* PROVIDED INFORMATION *
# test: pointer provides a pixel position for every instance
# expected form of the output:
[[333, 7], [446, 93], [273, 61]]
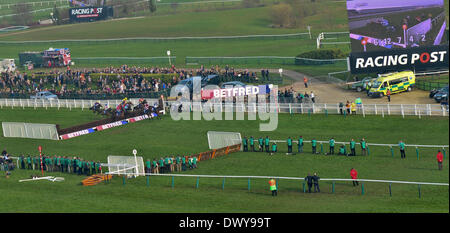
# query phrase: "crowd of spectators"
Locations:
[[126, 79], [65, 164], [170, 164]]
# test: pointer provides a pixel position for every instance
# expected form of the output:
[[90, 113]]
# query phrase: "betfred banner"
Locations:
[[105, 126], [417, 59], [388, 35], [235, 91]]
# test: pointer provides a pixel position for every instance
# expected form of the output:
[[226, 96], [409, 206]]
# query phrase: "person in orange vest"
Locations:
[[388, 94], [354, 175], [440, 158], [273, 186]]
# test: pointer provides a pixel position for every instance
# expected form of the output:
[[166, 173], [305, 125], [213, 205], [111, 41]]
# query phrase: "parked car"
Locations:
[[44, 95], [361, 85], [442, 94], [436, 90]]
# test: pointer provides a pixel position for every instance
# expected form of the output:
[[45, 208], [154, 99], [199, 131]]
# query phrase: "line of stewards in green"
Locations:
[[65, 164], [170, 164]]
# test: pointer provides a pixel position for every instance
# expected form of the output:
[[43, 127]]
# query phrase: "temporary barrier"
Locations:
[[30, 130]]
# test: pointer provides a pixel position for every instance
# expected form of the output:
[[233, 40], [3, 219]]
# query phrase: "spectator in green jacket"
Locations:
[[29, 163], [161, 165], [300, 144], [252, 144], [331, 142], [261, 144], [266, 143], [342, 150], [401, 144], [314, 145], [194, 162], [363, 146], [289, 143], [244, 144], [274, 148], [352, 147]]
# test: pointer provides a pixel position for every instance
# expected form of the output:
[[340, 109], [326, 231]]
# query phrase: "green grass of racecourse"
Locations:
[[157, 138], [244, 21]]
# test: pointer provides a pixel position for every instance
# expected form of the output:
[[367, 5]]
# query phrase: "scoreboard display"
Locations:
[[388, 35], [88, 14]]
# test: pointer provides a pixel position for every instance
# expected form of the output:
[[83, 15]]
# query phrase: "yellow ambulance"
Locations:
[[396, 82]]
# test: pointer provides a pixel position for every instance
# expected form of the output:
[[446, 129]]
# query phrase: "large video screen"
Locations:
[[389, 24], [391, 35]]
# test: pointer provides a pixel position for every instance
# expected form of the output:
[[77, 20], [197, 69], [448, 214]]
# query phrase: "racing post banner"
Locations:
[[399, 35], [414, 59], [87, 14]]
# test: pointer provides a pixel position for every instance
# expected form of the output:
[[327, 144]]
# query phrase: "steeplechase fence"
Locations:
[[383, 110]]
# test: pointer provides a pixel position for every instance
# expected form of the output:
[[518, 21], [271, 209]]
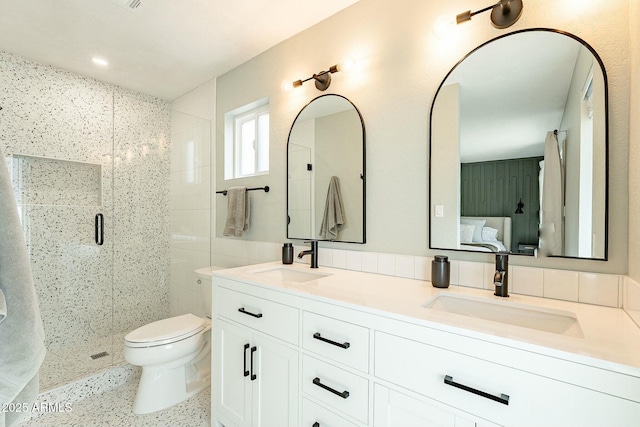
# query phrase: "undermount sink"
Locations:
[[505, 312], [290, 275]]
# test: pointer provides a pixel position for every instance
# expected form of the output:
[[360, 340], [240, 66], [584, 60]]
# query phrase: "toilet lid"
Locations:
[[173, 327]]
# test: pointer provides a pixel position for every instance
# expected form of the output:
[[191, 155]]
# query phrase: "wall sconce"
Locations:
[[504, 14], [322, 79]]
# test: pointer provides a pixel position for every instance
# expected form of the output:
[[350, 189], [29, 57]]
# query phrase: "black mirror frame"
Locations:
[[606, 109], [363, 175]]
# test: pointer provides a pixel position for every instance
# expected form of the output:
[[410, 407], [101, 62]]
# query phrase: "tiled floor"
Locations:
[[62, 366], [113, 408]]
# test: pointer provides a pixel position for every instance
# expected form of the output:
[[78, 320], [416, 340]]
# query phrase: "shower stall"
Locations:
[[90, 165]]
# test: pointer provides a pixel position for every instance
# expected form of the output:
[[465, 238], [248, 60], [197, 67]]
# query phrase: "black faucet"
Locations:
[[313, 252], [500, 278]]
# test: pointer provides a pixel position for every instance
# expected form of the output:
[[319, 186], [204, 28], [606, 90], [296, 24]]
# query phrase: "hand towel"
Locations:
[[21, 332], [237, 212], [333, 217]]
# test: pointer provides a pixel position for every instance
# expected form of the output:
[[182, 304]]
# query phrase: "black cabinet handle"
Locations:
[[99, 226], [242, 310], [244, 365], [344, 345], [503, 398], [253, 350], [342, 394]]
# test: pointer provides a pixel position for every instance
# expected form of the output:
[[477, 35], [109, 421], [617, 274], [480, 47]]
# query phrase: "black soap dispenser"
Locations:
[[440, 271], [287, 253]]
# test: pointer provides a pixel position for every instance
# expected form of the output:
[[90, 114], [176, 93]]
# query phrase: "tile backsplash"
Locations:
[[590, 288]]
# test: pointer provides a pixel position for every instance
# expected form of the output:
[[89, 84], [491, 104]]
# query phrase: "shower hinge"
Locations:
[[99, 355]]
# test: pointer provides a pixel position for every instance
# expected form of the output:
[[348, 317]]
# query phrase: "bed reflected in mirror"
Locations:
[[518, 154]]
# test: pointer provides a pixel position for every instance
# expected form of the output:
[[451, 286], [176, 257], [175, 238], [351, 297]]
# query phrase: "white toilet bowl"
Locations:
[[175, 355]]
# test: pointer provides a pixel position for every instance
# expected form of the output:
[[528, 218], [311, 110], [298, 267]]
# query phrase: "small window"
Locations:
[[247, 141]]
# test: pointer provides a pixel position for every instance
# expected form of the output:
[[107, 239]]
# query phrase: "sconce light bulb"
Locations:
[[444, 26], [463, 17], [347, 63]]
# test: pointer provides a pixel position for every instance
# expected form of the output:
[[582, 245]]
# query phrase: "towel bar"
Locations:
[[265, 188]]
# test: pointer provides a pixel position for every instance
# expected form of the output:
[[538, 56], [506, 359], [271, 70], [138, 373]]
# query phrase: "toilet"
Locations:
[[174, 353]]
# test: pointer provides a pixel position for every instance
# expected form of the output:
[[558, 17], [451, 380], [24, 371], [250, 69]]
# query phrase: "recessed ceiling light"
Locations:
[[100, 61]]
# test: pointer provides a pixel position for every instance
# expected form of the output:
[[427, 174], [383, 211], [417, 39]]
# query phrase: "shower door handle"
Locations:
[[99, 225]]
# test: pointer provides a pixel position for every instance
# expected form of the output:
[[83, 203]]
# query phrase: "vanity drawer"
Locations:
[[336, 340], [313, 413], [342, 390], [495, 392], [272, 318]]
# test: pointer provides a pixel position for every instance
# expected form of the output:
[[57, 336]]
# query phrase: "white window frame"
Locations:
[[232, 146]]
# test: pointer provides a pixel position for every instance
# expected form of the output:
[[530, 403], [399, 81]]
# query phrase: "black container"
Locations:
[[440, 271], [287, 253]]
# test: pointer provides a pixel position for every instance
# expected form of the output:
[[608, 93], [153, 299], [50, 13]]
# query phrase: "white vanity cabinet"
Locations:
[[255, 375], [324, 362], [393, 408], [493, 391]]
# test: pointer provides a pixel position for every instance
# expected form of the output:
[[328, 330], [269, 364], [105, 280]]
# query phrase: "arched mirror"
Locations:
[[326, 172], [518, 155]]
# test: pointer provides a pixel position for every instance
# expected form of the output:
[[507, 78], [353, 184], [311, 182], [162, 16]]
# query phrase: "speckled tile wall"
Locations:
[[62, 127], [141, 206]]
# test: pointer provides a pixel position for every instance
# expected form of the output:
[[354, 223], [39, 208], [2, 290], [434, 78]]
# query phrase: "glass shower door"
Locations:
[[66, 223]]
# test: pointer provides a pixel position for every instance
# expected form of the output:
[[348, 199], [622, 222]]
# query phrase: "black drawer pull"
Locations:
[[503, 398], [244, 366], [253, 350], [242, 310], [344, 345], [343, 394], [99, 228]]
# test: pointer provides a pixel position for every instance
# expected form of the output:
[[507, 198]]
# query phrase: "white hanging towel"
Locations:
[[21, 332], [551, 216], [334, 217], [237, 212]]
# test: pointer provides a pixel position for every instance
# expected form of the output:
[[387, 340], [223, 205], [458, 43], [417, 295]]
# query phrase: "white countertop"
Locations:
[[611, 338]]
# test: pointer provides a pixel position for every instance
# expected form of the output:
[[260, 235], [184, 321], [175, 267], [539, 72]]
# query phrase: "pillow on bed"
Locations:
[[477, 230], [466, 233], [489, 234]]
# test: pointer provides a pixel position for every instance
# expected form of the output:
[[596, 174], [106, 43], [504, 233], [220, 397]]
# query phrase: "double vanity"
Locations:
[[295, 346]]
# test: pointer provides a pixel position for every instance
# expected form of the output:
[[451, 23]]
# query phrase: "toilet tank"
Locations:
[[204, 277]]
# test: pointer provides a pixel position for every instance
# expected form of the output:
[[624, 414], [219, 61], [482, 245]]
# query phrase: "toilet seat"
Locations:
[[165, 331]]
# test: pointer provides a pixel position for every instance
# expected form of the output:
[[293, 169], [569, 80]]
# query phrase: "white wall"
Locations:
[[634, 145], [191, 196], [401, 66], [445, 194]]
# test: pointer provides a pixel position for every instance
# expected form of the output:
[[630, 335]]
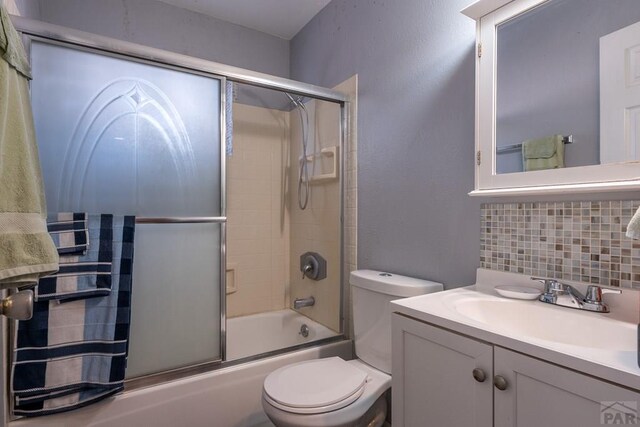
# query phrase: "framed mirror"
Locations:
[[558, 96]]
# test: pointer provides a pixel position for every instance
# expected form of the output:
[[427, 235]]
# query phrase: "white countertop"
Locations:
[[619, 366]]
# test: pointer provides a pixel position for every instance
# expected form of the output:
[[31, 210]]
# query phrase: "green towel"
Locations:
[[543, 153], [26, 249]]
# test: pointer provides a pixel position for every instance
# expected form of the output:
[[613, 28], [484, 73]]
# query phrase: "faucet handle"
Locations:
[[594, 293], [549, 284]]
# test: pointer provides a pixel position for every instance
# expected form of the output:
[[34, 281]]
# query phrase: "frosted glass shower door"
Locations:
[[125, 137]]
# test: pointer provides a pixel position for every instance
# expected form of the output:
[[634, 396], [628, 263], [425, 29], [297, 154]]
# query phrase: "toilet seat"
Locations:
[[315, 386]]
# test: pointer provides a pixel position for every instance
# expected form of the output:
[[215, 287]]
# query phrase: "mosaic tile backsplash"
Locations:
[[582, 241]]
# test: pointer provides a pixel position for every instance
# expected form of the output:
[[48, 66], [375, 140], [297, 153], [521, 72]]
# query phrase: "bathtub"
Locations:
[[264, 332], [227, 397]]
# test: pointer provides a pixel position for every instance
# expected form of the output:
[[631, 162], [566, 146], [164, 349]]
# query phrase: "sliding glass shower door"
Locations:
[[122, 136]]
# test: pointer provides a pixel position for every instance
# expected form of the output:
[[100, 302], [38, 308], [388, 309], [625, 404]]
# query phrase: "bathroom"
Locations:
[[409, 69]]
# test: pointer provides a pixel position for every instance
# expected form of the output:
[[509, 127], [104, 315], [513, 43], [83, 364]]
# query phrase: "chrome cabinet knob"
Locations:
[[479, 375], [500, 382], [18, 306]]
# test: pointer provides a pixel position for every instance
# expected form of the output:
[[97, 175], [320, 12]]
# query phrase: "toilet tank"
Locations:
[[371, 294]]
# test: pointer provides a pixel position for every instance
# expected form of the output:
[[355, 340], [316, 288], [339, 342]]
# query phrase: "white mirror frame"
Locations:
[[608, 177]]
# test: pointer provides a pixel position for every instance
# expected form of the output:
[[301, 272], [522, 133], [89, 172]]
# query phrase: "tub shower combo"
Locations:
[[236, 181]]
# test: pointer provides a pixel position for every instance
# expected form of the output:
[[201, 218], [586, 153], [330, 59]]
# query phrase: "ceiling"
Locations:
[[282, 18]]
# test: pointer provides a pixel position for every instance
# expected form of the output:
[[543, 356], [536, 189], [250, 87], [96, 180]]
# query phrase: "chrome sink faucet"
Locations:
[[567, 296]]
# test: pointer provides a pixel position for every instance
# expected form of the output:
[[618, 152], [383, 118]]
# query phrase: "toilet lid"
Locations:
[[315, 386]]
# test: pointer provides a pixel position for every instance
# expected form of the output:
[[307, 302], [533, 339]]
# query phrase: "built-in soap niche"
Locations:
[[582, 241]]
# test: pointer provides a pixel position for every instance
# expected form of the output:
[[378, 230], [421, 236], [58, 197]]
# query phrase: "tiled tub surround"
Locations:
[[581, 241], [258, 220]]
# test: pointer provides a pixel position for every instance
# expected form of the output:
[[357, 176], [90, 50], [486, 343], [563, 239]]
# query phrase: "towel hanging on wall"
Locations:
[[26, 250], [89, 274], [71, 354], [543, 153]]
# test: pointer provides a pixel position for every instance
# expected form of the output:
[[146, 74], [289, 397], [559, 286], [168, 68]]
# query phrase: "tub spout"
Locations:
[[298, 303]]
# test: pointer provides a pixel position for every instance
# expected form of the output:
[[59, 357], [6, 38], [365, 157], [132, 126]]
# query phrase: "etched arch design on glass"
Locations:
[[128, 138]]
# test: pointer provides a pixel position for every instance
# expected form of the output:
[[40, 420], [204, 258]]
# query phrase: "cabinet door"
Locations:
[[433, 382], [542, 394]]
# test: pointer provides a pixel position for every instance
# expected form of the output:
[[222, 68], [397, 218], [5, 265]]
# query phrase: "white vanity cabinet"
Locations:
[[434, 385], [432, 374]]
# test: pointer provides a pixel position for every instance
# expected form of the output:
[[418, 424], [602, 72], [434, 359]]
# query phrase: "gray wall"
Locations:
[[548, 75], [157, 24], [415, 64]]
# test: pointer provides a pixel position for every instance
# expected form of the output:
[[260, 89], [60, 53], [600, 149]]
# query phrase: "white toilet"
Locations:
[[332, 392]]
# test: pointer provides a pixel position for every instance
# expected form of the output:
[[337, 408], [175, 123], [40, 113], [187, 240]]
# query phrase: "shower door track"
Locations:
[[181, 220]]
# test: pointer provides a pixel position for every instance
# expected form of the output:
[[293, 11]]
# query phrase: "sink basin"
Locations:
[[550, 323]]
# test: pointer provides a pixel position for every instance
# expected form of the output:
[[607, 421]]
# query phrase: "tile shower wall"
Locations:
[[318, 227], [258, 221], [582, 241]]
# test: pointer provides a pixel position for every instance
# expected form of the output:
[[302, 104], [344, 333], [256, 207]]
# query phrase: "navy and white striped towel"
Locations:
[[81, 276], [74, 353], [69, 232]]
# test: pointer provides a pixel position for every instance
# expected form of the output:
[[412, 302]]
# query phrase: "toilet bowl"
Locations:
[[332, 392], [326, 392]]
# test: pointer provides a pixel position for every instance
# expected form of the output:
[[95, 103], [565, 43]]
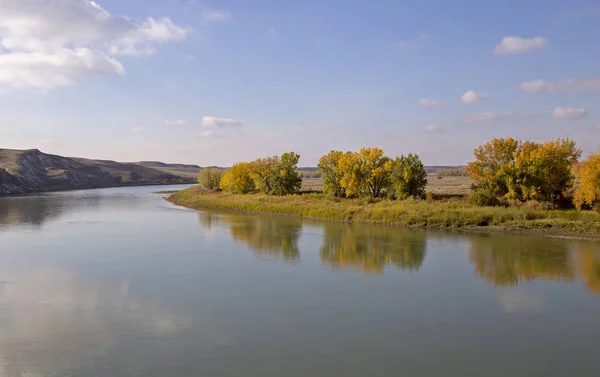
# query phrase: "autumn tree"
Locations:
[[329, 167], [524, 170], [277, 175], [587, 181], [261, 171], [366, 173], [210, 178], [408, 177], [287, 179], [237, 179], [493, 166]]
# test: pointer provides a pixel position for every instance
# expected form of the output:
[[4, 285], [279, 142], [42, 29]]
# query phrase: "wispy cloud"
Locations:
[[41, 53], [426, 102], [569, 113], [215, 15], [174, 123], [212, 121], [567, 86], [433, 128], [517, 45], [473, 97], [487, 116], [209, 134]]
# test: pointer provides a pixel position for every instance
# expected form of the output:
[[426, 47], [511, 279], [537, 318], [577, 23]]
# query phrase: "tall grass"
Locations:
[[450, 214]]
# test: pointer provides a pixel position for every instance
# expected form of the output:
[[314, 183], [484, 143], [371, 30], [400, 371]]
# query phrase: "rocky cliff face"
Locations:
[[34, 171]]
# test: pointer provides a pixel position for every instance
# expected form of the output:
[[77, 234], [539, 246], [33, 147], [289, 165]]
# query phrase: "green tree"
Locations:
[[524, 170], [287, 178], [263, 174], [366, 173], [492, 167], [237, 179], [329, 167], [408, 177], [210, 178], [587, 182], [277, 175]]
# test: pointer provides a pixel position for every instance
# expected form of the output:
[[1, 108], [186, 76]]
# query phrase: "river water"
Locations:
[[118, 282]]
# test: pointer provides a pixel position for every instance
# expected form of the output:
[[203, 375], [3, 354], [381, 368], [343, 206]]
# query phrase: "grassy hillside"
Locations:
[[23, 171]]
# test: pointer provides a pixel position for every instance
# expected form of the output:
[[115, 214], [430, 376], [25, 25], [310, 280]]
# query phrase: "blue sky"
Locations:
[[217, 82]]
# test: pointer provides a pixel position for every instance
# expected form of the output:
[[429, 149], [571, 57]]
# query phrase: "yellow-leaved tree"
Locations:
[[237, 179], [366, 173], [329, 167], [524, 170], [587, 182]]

* WHAT THE EXERCISE ASKS *
All lines above holding the word "chrome" make up the answer; copy each one.

* REPLY TO THE EXERCISE *
# query phrase: "chrome cabinet knob"
# query phrase: "chrome sink faucet"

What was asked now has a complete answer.